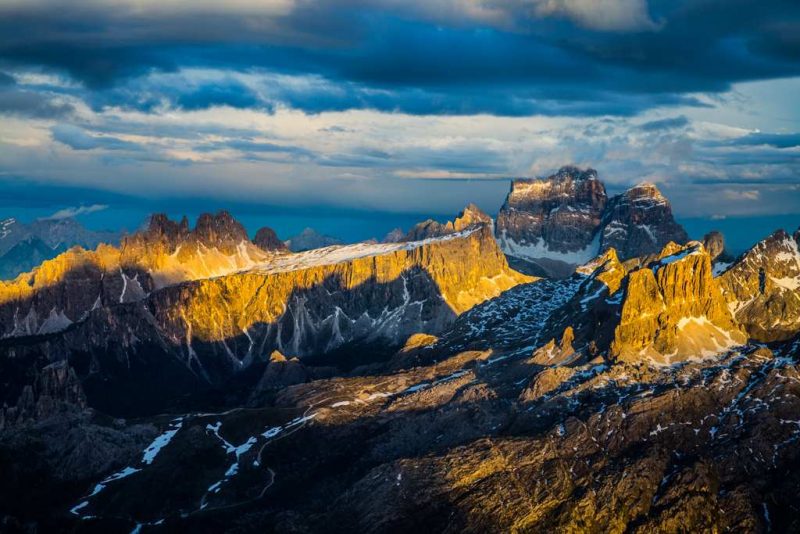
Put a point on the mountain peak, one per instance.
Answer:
(310, 239)
(219, 228)
(574, 173)
(469, 217)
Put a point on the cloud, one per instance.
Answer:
(432, 57)
(14, 101)
(777, 140)
(74, 211)
(607, 15)
(664, 124)
(733, 194)
(78, 139)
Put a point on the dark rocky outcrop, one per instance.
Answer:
(565, 220)
(556, 218)
(639, 222)
(763, 288)
(267, 239)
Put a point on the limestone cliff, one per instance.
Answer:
(555, 219)
(63, 290)
(673, 310)
(565, 220)
(762, 288)
(639, 222)
(343, 303)
(315, 302)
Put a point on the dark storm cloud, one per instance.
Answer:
(412, 61)
(25, 103)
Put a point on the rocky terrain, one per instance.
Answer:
(175, 312)
(310, 239)
(222, 384)
(565, 220)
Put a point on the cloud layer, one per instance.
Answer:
(402, 105)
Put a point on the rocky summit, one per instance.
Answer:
(566, 219)
(195, 379)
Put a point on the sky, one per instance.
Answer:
(356, 116)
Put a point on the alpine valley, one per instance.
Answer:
(577, 365)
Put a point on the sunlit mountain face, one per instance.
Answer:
(441, 266)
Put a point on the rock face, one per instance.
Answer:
(470, 217)
(763, 288)
(557, 218)
(56, 389)
(186, 309)
(267, 239)
(673, 310)
(310, 239)
(639, 222)
(566, 220)
(24, 256)
(552, 407)
(67, 288)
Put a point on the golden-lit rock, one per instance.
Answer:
(673, 310)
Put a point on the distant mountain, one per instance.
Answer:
(310, 239)
(470, 216)
(566, 219)
(25, 255)
(23, 246)
(192, 379)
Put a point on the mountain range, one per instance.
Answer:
(24, 246)
(192, 378)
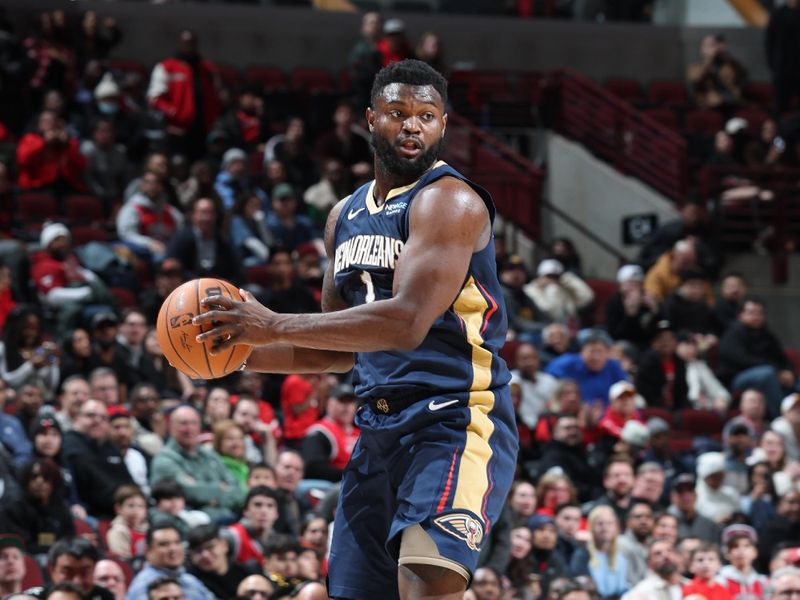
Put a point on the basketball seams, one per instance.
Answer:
(205, 349)
(224, 287)
(169, 337)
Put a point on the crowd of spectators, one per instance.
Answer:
(121, 477)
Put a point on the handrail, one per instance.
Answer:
(514, 182)
(611, 128)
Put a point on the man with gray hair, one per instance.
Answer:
(785, 583)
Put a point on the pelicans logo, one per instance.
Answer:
(464, 527)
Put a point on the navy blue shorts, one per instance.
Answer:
(445, 463)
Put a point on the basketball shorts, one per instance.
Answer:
(439, 468)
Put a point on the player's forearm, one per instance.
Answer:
(374, 327)
(286, 358)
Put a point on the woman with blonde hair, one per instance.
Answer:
(554, 489)
(229, 444)
(607, 565)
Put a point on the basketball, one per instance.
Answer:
(177, 334)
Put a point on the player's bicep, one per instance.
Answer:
(445, 226)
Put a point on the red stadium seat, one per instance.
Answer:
(86, 233)
(664, 116)
(271, 78)
(700, 422)
(654, 411)
(230, 76)
(626, 89)
(82, 208)
(759, 92)
(311, 80)
(667, 93)
(703, 121)
(36, 207)
(124, 297)
(755, 118)
(33, 573)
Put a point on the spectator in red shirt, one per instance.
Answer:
(50, 157)
(704, 564)
(302, 397)
(394, 46)
(184, 89)
(61, 281)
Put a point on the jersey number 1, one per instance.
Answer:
(366, 278)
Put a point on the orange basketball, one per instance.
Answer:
(176, 334)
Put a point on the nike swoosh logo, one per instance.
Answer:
(434, 406)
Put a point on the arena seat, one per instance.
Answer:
(754, 116)
(665, 116)
(229, 75)
(83, 234)
(84, 208)
(667, 93)
(36, 207)
(703, 121)
(626, 89)
(271, 78)
(311, 80)
(700, 422)
(759, 92)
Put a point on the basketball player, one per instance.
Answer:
(411, 300)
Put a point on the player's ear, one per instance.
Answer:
(370, 119)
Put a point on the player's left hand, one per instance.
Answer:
(235, 322)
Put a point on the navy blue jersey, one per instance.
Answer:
(461, 350)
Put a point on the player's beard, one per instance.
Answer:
(404, 168)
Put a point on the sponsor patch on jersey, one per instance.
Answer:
(464, 527)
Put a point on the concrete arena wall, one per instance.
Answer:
(288, 38)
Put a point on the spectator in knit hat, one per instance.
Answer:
(201, 249)
(715, 500)
(49, 158)
(233, 179)
(630, 313)
(592, 368)
(146, 222)
(559, 294)
(61, 282)
(683, 500)
(751, 355)
(738, 439)
(12, 564)
(740, 547)
(788, 425)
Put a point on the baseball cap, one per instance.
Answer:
(657, 425)
(549, 266)
(710, 463)
(394, 26)
(233, 155)
(635, 434)
(344, 391)
(620, 388)
(739, 530)
(683, 480)
(630, 273)
(790, 402)
(51, 232)
(117, 411)
(10, 540)
(104, 318)
(538, 521)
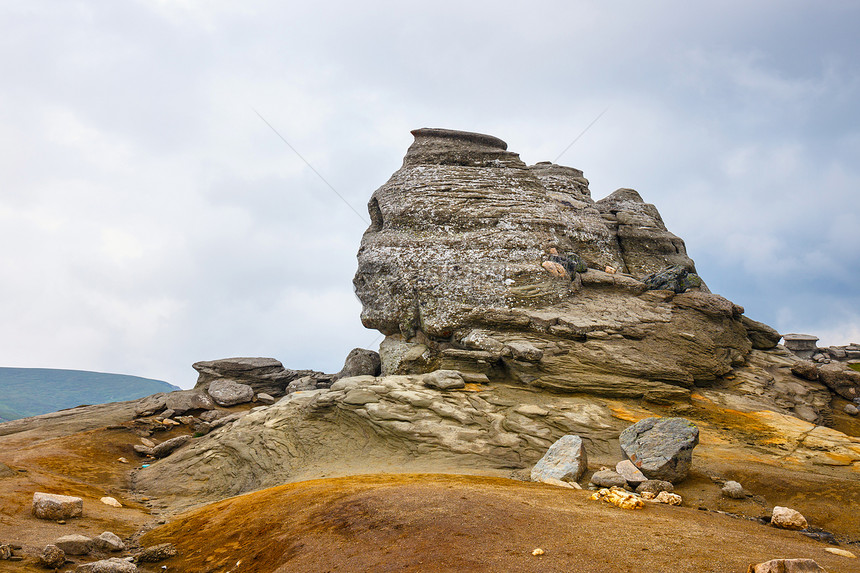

PROBLEM TO WORK ON: Turn all the entries above into a Markdown table with the columns No. and Text, giving each line its own row number and skipping blank lines. Leave the pictures out of the table.

REPLY:
| No. | Text |
|---|---|
| 1 | Put a point on the mountain peak, one per instance. |
| 2 | Answer: |
| 3 | (310, 239) |
| 4 | (219, 228) |
| 5 | (574, 173) |
| 6 | (469, 217) |
| 7 | Put a point on the cloud, one per instance. |
| 8 | Answer: |
| 9 | (432, 57) |
| 10 | (14, 101) |
| 11 | (777, 140) |
| 12 | (74, 211) |
| 13 | (607, 15) |
| 14 | (664, 124) |
| 15 | (733, 194) |
| 16 | (78, 139) |
| 17 | Put a point on the dark rocky outcrop, one per instance. |
| 18 | Answer: |
| 19 | (565, 220) |
| 20 | (556, 218) |
| 21 | (639, 222) |
| 22 | (763, 288) |
| 23 | (267, 239) |
| 24 | Put a point on the limestone cliff, one per instance. |
| 25 | Answer: |
| 26 | (555, 219) |
| 27 | (63, 290) |
| 28 | (673, 310) |
| 29 | (565, 220) |
| 30 | (762, 288) |
| 31 | (639, 222) |
| 32 | (343, 303) |
| 33 | (315, 302) |
| 34 | Put a point on the dark storm cloud, one per instance. |
| 35 | Answer: |
| 36 | (412, 61) |
| 37 | (25, 103) |
| 38 | Put a point on the rocky terrain, one per instance. |
| 39 | Answer: |
| 40 | (175, 312) |
| 41 | (310, 239) |
| 42 | (222, 384) |
| 43 | (565, 220) |
| 44 | Put a point on the cloud layer, one per instance. |
| 45 | Answer: |
| 46 | (402, 105) |
| 47 | Put a point on the rocky summit, one per instance. |
| 48 | Answer: |
| 49 | (566, 219) |
| 50 | (195, 379) |
| 51 | Put a point on the sky, one per instance. |
| 52 | Answer: |
| 53 | (356, 116) |
| 54 | Put a point on the alpine valley, one per instance. |
| 55 | Answer: |
| 56 | (577, 365) |
| 57 | Put a point on the sunlit mountain face, one per instance. |
| 58 | Answer: |
| 59 | (441, 266) |
| 60 | Put a point on the rock face, one per instance. |
| 61 | Answer: |
| 62 | (470, 217) |
| 63 | (763, 288) |
| 64 | (557, 218) |
| 65 | (56, 389) |
| 66 | (186, 309) |
| 67 | (267, 239) |
| 68 | (673, 310) |
| 69 | (310, 239) |
| 70 | (639, 222) |
| 71 | (566, 220) |
| 72 | (24, 256) |
| 73 | (552, 407) |
| 74 | (67, 288) |
| 75 | Put a point on the golden-lit rock, one per instance. |
| 76 | Answer: |
| 77 | (673, 310) |
| 78 | Put a point on the distant mountain, one per instance. |
| 79 | Answer: |
| 80 | (310, 239) |
| 81 | (470, 216) |
| 82 | (566, 219) |
| 83 | (25, 255) |
| 84 | (23, 246) |
| 85 | (192, 379) |
| 86 | Put a point on the mountain range, one per instance. |
| 87 | Answer: |
| 88 | (24, 246) |
| 89 | (192, 378) |
| 90 | Put a point on the basketball seams, one per instance. |
| 91 | Answer: |
| 92 | (205, 349) |
| 93 | (224, 287) |
| 94 | (169, 337) |
| 95 | Put a point on the crowd of spectators, one per instance. |
| 96 | Answer: |
| 97 | (121, 477) |
| 98 | Put a point on the handrail, one per instance. |
| 99 | Answer: |
| 100 | (514, 182) |
| 101 | (611, 128) |
| 102 | Put a point on the man with gray hair, one per instance. |
| 103 | Answer: |
| 104 | (785, 583) |
| 105 | Put a point on the pelicans logo, one per instance. |
| 106 | Answer: |
| 107 | (464, 527) |
| 108 | Put a point on the navy blue shorts, one per instance. |
| 109 | Answer: |
| 110 | (445, 463) |
| 111 | Put a point on the basketball shorts, one per instance. |
| 112 | Answer: |
| 113 | (439, 468) |
| 114 | Put a point on the player's forearm, one per instance. |
| 115 | Answer: |
| 116 | (374, 327) |
| 117 | (286, 358) |
| 118 | Put a point on the woman with blonde hair, one per instance. |
| 119 | Answer: |
| 120 | (554, 489) |
| 121 | (229, 444) |
| 122 | (607, 565) |
| 123 | Put a point on the basketball, one per instance. |
| 124 | Answer: |
| 125 | (177, 334) |
| 126 | Put a point on the player's bicep, one per instance. |
| 127 | Answer: |
| 128 | (445, 226) |
| 129 | Put a point on the red stadium seat, one per instance. |
| 130 | Answer: |
| 131 | (86, 233) |
| 132 | (664, 116) |
| 133 | (271, 78) |
| 134 | (700, 422) |
| 135 | (654, 411) |
| 136 | (230, 76) |
| 137 | (626, 89) |
| 138 | (82, 208) |
| 139 | (759, 92) |
| 140 | (311, 80) |
| 141 | (667, 93) |
| 142 | (703, 121) |
| 143 | (36, 207) |
| 144 | (124, 297) |
| 145 | (755, 118) |
| 146 | (33, 573) |
| 147 | Put a point on the spectator in red shirt, one per instance. |
| 148 | Answer: |
| 149 | (50, 157) |
| 150 | (704, 564) |
| 151 | (302, 397) |
| 152 | (394, 46) |
| 153 | (184, 89) |
| 154 | (61, 281) |
| 155 | Put a point on the jersey number 1, one per instance. |
| 156 | Answer: |
| 157 | (366, 278) |
| 158 | Put a point on the orange basketball, one per instance. |
| 159 | Answer: |
| 160 | (176, 334) |
| 161 | Put a point on the nike swoosh logo, one per instance. |
| 162 | Answer: |
| 163 | (434, 406) |
| 164 | Put a point on the arena seat, one per instance. |
| 165 | Answer: |
| 166 | (754, 116) |
| 167 | (665, 116) |
| 168 | (229, 75) |
| 169 | (83, 234) |
| 170 | (84, 208) |
| 171 | (667, 93) |
| 172 | (36, 207) |
| 173 | (703, 121) |
| 174 | (626, 89) |
| 175 | (271, 78) |
| 176 | (311, 80) |
| 177 | (700, 422) |
| 178 | (759, 92) |
| 179 | Put a point on the basketball player, one per instance. |
| 180 | Answer: |
| 181 | (411, 300) |
| 182 | Put a point on the player's ear, one per instance. |
| 183 | Answer: |
| 184 | (370, 119) |
| 185 | Put a point on the player's left hand, one per instance. |
| 186 | Answer: |
| 187 | (235, 322) |
| 188 | Put a point on the navy blue jersey, one per instance. |
| 189 | Answer: |
| 190 | (461, 350) |
| 191 | Put a point on the player's beard, one per instance. |
| 192 | Answer: |
| 193 | (404, 168) |
| 194 | Put a point on the sponsor patch on jersey, one per instance. |
| 195 | Answer: |
| 196 | (464, 527) |
| 197 | Put a point on the concrete arena wall, one per instance. |
| 198 | Answer: |
| 199 | (288, 38) |
| 200 | Put a point on the spectator in knit hat, one per instance. |
| 201 | Answer: |
| 202 | (201, 249) |
| 203 | (715, 500) |
| 204 | (49, 158) |
| 205 | (233, 179) |
| 206 | (630, 313) |
| 207 | (592, 368) |
| 208 | (146, 222) |
| 209 | (559, 294) |
| 210 | (61, 282) |
| 211 | (683, 500) |
| 212 | (751, 355) |
| 213 | (738, 439) |
| 214 | (12, 564) |
| 215 | (740, 547) |
| 216 | (788, 425) |
| 217 | Put a point on the baseball cap, one per instance. |
| 218 | Answer: |
| 219 | (657, 425) |
| 220 | (549, 266) |
| 221 | (710, 463) |
| 222 | (394, 26) |
| 223 | (233, 155) |
| 224 | (635, 434) |
| 225 | (344, 391) |
| 226 | (620, 388) |
| 227 | (739, 530) |
| 228 | (683, 480) |
| 229 | (630, 273) |
| 230 | (790, 402) |
| 231 | (51, 232) |
| 232 | (117, 411) |
| 233 | (10, 540) |
| 234 | (104, 318) |
| 235 | (538, 521) |